→ Assignment
Copy each line below word for word and drop every image.

Image-grounded pointing data:
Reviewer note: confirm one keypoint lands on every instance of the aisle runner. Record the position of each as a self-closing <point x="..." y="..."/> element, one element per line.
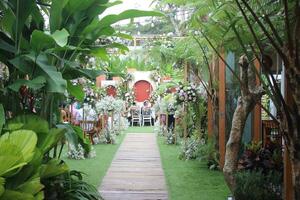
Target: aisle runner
<point x="136" y="172"/>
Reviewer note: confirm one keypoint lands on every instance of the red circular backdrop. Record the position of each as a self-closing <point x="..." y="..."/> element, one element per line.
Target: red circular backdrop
<point x="142" y="90"/>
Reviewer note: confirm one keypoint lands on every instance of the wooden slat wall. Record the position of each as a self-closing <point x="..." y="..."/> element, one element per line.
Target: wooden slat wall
<point x="222" y="110"/>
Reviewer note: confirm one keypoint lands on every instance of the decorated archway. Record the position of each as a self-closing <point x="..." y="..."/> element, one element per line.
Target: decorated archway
<point x="142" y="90"/>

→ Task answer
Reviewer note: confirm one keypoint lands on every instance of the aisle runner. Record the position of each as a self-closing <point x="..." y="..."/> element, one element per line.
Target: aisle runner
<point x="136" y="172"/>
Reviewer note: confirm one keypoint lands on every instance of the red circular backdrop. Record the position of each as a self-closing <point x="..." y="..."/> element, one element per line.
Target: red circular backdrop
<point x="142" y="90"/>
Reviewer note: confirm one keypoint lands on every instance of the wooden slat wall. Record the position of each as a self-closing <point x="..." y="..."/> element, one element per line.
Target: wooden slat wall
<point x="222" y="110"/>
Reviewer note: confirm one keypoint lands on every instance of the decorated archway. Record the position of each as a self-closing <point x="..." y="..."/> element, one element per line.
Target: decorated archway
<point x="142" y="90"/>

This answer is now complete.